• WRITTEN EXERCISE: Give every item below as a numbered list, one line per entry, with blank lines dropped and the pictures left out.

--- Start of GIVEN INFORMATION ---

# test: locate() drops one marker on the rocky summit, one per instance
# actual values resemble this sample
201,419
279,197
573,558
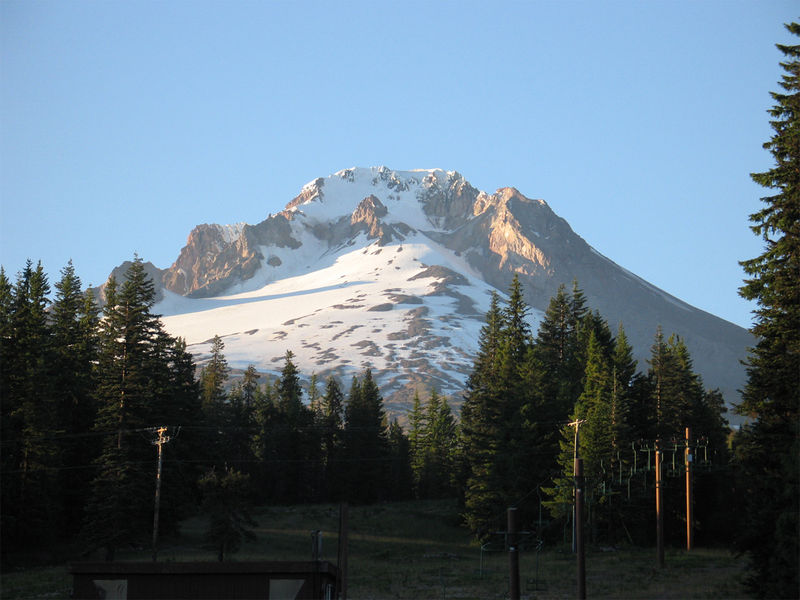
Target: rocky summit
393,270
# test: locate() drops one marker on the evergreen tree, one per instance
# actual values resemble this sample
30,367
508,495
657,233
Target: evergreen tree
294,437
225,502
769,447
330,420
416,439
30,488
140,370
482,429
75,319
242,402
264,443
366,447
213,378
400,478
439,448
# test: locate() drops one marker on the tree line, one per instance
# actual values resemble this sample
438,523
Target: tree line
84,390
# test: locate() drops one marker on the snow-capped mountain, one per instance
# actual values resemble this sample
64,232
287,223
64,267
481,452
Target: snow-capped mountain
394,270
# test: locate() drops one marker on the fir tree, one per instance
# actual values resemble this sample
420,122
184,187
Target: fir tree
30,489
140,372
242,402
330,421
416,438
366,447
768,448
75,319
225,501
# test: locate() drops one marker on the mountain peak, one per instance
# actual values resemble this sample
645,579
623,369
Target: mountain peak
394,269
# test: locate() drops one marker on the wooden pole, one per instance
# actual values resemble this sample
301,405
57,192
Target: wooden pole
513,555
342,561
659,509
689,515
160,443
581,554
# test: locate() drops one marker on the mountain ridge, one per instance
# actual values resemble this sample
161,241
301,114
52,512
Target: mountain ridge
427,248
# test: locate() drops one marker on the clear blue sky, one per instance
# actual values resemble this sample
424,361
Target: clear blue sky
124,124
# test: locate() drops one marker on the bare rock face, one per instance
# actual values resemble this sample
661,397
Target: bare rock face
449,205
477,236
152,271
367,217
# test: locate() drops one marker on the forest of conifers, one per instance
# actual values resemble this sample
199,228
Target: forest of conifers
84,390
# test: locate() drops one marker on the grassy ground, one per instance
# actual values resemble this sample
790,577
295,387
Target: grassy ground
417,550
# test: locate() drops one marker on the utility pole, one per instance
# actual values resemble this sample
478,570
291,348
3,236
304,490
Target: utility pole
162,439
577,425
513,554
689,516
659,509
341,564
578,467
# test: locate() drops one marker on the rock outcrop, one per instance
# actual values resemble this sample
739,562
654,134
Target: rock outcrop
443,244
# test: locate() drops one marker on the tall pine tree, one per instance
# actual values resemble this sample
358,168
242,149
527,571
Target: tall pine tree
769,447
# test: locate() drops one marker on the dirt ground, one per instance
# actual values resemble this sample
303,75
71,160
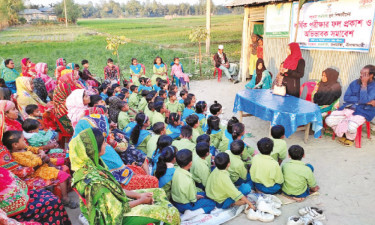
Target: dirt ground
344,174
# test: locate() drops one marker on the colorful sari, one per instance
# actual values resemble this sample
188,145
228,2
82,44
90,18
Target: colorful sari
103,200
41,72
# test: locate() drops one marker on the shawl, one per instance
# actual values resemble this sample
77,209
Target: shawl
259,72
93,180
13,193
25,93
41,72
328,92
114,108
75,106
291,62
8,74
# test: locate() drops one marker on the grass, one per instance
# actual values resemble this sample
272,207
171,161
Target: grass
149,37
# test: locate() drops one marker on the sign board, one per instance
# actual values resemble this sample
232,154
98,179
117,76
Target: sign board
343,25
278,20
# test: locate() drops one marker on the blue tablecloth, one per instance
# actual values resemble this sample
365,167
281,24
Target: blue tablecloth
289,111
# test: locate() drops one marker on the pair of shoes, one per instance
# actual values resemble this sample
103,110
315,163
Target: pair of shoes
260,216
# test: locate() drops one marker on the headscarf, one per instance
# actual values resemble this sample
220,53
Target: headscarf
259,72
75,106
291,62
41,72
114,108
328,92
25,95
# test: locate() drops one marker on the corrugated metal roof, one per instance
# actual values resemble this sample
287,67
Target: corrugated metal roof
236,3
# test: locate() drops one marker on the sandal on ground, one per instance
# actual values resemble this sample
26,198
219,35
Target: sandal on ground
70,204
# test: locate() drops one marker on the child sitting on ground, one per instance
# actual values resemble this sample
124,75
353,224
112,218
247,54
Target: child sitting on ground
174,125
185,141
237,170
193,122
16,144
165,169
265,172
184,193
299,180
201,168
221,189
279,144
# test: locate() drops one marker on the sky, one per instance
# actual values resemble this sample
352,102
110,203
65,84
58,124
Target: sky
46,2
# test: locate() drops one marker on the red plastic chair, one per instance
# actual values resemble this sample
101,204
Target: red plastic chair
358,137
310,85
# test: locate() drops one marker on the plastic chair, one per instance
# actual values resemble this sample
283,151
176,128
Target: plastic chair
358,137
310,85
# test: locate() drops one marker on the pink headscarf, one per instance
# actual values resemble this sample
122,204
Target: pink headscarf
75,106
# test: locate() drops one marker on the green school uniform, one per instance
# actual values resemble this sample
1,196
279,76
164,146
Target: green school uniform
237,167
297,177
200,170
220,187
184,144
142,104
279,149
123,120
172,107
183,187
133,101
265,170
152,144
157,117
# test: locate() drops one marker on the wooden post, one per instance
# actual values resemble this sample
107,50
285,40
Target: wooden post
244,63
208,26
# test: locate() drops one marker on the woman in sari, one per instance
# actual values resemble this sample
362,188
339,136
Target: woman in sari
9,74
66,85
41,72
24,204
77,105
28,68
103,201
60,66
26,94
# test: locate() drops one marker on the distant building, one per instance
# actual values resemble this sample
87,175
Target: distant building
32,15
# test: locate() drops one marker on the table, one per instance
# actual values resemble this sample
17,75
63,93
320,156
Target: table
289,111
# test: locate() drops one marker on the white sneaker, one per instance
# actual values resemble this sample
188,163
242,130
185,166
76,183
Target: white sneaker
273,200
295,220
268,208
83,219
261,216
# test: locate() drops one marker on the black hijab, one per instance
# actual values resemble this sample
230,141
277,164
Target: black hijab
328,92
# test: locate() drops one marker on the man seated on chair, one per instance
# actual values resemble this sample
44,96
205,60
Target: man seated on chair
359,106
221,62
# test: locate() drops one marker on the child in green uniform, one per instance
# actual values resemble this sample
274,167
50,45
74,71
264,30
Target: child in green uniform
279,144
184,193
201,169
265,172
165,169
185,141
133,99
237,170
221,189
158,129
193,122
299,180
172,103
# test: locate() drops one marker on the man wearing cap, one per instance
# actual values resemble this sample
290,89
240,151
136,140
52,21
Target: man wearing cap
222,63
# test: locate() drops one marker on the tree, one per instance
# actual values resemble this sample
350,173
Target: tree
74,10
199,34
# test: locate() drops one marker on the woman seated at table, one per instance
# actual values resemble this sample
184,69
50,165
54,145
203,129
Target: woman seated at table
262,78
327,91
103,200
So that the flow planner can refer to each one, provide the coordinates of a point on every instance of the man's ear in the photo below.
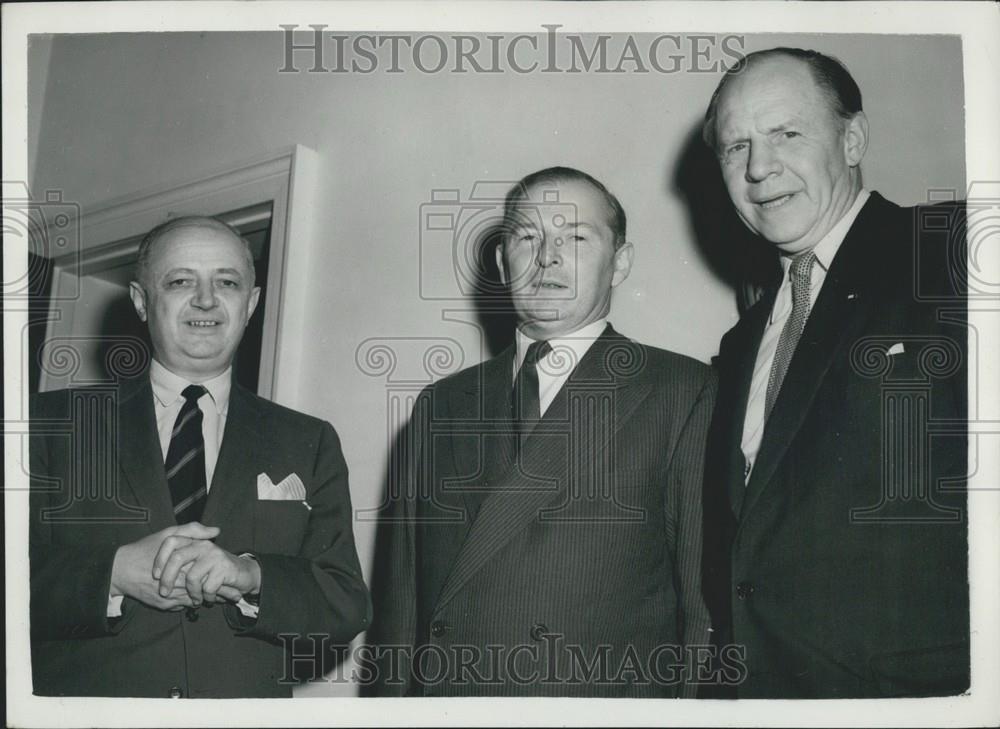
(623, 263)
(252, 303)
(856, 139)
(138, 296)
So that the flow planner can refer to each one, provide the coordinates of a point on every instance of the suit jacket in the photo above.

--- End of GIVEN INFORMATION ---

• FINISHED ANSWER:
1. # test: locate() drops one marker on the rocky summit, one per instance
2. # actual values resemble this sample
3. 201,419
4. 279,197
5. 573,558
6. Target: rocky summit
7. 393,270
8. # test: locate() drops one marker on the evergreen tree, one per instance
9. # actual values resemble this sample
10. 30,367
11. 508,495
12. 657,233
13. Target: evergreen tree
14. 294,437
15. 225,502
16. 769,447
17. 330,420
18. 416,439
19. 30,488
20. 140,370
21. 482,429
22. 75,319
23. 242,402
24. 264,443
25. 366,447
26. 213,378
27. 400,478
28. 439,448
29. # test: locate() drops one marker on the tree line, one per instance
30. # actual values resemble this sample
31. 438,523
32. Target: tree line
33. 84,390
34. # test: locate() drops one marker on the snow-capped mountain, one per instance
35. # actual values resemble this sample
36. 64,232
37. 287,223
38. 64,267
39. 481,452
40. Target: snow-capped mountain
41. 394,270
42. # test: locate() drops one marker on the fir tree, one per instance
43. # actual values resemble this sample
44. 420,122
45. 184,187
46. Target: fir tree
47. 30,489
48. 140,372
49. 242,402
50. 330,421
51. 416,438
52. 366,447
53. 768,448
54. 75,319
55. 225,501
56. # test: locate() drops one marker on the mountain peak, one per instance
57. # actual values resemble this sample
58. 645,579
59. 623,369
60. Target: mountain peak
61. 394,269
62. # test: locate() drops one marker on the wooden pole, one per instance
63. # actual values resemble this sample
64. 301,405
65. 57,192
66. Target: wooden pole
67. 513,555
68. 342,561
69. 659,509
70. 689,515
71. 160,443
72. 581,554
73. # test: locate() drops one marker on the mountain ridge, one per instance
74. # actual values resemble this sample
75. 161,241
76. 301,114
77. 52,512
78. Target: mountain ridge
79. 427,248
80. # test: locate() drops one marker on the clear blue sky, one per instance
81. # actual values resemble this sample
82. 424,361
83. Target: clear blue sky
84. 124,124
85. # test: locate() drops one marker on the bare rock face, one per instance
86. # actual values resemble this sample
87. 661,397
88. Target: bare rock face
89. 449,205
90. 477,236
91. 152,271
92. 367,217
93. # test: locate() drops one marker on the forest of conifers, one per instance
94. # actual values resemble this sample
95. 199,228
96. Target: forest of conifers
97. 84,390
98. # test: locate() drops one marker on the grassy ground, one per instance
99. # actual values resemble this sample
100. 790,577
101. 295,387
102. Target: grassy ground
103. 417,550
104. # test: locate() drops one marker on the utility pole, one per instance
105. # actual values resemble this sample
106. 478,570
107. 291,348
108. 3,236
109. 304,490
110. Target: utility pole
111. 162,439
112. 577,425
113. 513,554
114. 689,516
115. 659,509
116. 341,564
117. 578,467
118. # test: locate() drops one marker on the rock outcrop, one per instance
119. # actual values resemble this sample
120. 739,562
121. 654,134
122. Target: rock outcrop
123. 443,244
124. # test: locate() drops one marker on the tall pine tree, one per instance
125. # actual values resemble this sample
126. 358,168
127. 242,149
128. 527,571
129. Target: tall pine tree
130. 769,447
131. # test: locate() drops one marker on the dirt ground, one per instance
132. # actual values resemble this sample
133. 303,75
134. 71,160
135. Target: dirt ground
136. 344,174
137. # test: locate() drops one marker on the colorful sari, one per instance
138. # actual values resemble this sample
139. 188,145
140. 228,2
141. 82,44
142. 90,18
143. Target: colorful sari
144. 103,200
145. 41,72
146. # test: locate() drops one marker on the shawl, one per instance
147. # actual values resemble this sample
148. 77,209
149. Target: shawl
150. 259,72
151. 93,180
152. 13,193
153. 25,93
154. 41,72
155. 328,92
156. 114,108
157. 75,106
158. 291,62
159. 8,74
160. # test: locate() drops one marker on the grass, one per instance
161. # actual values resemble this sample
162. 272,207
163. 171,161
164. Target: grass
165. 149,37
166. # test: locate() drops one marker on the sign board, one per instance
167. # actual values resemble this sample
168. 232,154
169. 98,179
170. 117,76
171. Target: sign board
172. 343,25
173. 278,20
174. # test: locate() drops one marker on the blue tablecloth, one per instance
175. # actual values resemble this sample
176. 365,167
177. 281,24
178. Target: blue tablecloth
179. 289,111
180. # test: locate() drops one marker on the pair of shoes, one per instance
181. # actual values resemble this sample
182. 103,110
183. 315,163
184. Target: pair of shoes
185. 260,216
186. # test: locate() drops one marker on the headscarf, one per instance
187. # actual values resemble this sample
188. 220,53
189. Target: headscarf
190. 259,72
191. 75,106
192. 291,62
193. 41,72
194. 114,108
195. 328,92
196. 25,95
197. # test: locate() drops one marker on the corrugated metal roof, one per instance
198. # actual values resemble this sample
199. 287,67
200. Target: corrugated metal roof
201. 236,3
202. # test: locate() drops one marker on the sandal on ground, one per instance
203. # actual values resemble this sample
204. 26,198
205. 219,35
206. Target: sandal on ground
207. 70,204
208. # test: locate() drops one marker on the child sitting on ground, one per instance
209. # actual values resemble this sample
210. 124,75
211. 353,224
212. 112,218
213. 247,54
214. Target: child sitting on ground
215. 174,125
216. 185,141
217. 237,170
218. 193,122
219. 16,144
220. 165,169
221. 265,172
222. 184,193
223. 299,180
224. 201,168
225. 221,189
226. 279,144
227. # test: locate() drops one marker on the sky, one per instance
228. # actual values resemble this sample
229. 352,102
230. 110,203
231. 65,84
232. 58,124
233. Target: sky
234. 46,2
235. # test: locate() drops one marker on the red plastic chair, one per instance
236. # actual values resemble this sample
237. 101,204
238. Target: red plastic chair
239. 358,137
240. 310,85
241. # test: locate() drops one marker on the plastic chair, one per instance
242. # actual values resemble this sample
243. 283,151
244. 176,128
245. Target: plastic chair
246. 358,137
247. 310,85
248. # test: locate() drops one marker on the pink headscarf, one per instance
249. # actual values resemble this sample
250. 122,204
251. Target: pink headscarf
252. 75,106
253. # test: locate() drops one marker on the green school uniform, one per instance
254. # actual values resemble this sample
255. 1,196
256. 279,76
257. 164,146
258. Target: green school uniform
259. 237,167
260. 297,177
261. 200,170
262. 220,187
263. 184,144
264. 142,104
265. 279,149
266. 123,120
267. 172,107
268. 183,187
269. 133,101
270. 265,170
271. 152,144
272. 157,117
273. # test: locate() drops one marker on the wooden post, one per instance
274. # actual values resemble this sample
275. 107,50
276. 285,40
277. Target: wooden post
278. 244,63
279. 208,26
280. # test: locate() drops one marker on the woman in sari, one per instance
281. # actual values resemble this sample
282. 362,188
283. 339,136
284. Target: woman in sari
285. 9,74
286. 66,85
287. 41,72
288. 24,204
289. 77,105
290. 28,68
291. 103,201
292. 60,66
293. 26,94
294. # test: locate() drops one marker on the distant building, one per instance
295. # actual values resemble this sample
296. 87,175
297. Target: distant building
298. 32,15
299. # test: locate() drops one marker on the table, one per instance
300. # actual values resemble this sample
301. 17,75
302. 63,93
303. 320,156
304. Target: table
305. 289,111
306. # test: locate() drops one marker on the white sneaker, one per instance
307. # actual values resemble this sample
308. 188,163
309. 242,130
310. 185,166
311. 76,183
312. Target: white sneaker
313. 273,200
314. 295,220
315. 268,208
316. 83,219
317. 261,216
318. # test: locate() drops one marker on the black hijab, one per instance
319. # actual values resemble this sample
320. 230,141
321. 277,164
322. Target: black hijab
323. 328,92
324. # test: locate() drops one marker on the man seated on chair, one per instance
325. # actual values resemble this sample
326. 44,96
327. 205,60
328. Target: man seated on chair
329. 359,106
330. 221,62
331. # test: locate() drops one marker on the child in green uniform, one per instance
332. # actual values resemble this sample
333. 274,167
334. 50,45
335. 74,71
336. 264,30
337. Target: child in green uniform
338. 279,144
339. 184,193
340. 201,169
341. 265,172
342. 165,169
343. 185,141
344. 133,99
345. 237,170
346. 221,189
347. 158,129
348. 193,122
349. 299,180
350. 172,103
351. # test: locate() drops one marker on the man wearing cap, one per instance
352. # actual values resemble this sample
353. 290,89
354. 240,151
355. 136,140
356. 52,21
357. Target: man wearing cap
358. 222,63
359. # test: locate() drops one marker on the tree, one per instance
360. # actual values resemble this sample
361. 350,173
362. Target: tree
363. 74,10
364. 199,34
365. # test: locate() drops one marker on the woman seated at table, one per instance
366. # actual values resemble this sample
367. 184,69
368. 50,165
369. 54,145
370. 203,129
371. Target: woman seated at table
372. 262,78
373. 327,91
374. 103,200
375. So that the flow planner can refer to each one, provide the coordinates of a point on every instance of the man's ear in the photo below.
376. (623, 263)
377. (252, 303)
378. (856, 139)
379. (138, 296)
380. So that the flow planner can refer to each one, provide the coordinates of a point on every instance of the suit jacket in the photo above.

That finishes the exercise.